## PROVIDED DATA

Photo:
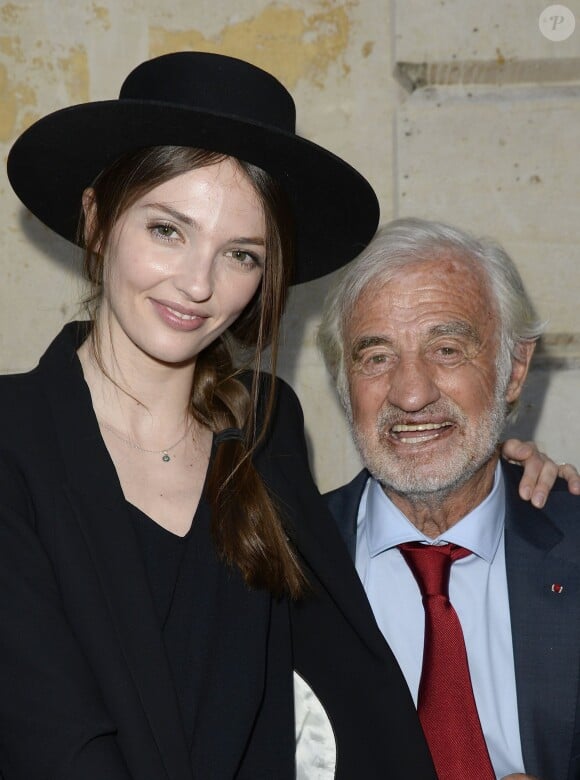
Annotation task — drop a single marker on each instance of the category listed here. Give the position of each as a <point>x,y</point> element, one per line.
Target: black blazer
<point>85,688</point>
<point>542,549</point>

==

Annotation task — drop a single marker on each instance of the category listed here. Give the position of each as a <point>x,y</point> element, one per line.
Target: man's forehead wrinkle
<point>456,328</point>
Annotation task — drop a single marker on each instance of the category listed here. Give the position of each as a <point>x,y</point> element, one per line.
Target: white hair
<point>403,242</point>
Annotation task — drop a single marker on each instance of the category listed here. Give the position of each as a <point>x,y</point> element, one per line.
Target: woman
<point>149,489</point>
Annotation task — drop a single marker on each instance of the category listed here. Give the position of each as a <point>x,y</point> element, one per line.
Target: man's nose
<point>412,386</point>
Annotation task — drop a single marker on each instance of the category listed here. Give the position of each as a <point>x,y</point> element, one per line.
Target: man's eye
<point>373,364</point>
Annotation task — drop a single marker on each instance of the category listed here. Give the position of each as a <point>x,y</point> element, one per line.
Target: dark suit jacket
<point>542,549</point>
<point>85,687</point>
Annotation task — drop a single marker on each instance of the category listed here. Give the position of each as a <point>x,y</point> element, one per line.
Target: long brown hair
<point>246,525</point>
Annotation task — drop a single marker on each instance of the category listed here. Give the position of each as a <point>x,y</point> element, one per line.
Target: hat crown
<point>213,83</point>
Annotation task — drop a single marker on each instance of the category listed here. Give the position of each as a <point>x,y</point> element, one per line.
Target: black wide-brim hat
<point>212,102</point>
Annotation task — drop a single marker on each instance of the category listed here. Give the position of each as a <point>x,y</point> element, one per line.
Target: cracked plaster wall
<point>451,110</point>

* * *

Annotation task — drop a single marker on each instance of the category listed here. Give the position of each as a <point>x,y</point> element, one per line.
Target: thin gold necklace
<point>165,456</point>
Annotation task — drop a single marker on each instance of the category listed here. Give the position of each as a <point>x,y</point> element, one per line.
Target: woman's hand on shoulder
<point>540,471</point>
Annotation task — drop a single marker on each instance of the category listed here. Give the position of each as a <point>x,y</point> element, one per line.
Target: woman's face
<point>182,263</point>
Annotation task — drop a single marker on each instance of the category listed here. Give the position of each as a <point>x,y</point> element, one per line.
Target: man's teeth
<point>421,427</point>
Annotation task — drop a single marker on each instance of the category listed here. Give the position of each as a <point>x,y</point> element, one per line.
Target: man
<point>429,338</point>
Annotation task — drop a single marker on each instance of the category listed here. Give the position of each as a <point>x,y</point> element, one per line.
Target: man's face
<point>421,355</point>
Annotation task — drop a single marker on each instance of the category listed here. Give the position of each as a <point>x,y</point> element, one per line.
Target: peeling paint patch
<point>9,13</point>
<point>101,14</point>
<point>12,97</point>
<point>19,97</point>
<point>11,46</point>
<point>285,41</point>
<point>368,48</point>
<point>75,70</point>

## WRITTEN TASK
Show every line in the items that contains the word "hair", paying attention to case.

## FULL RESPONSE
Target: white hair
Target: long brown hair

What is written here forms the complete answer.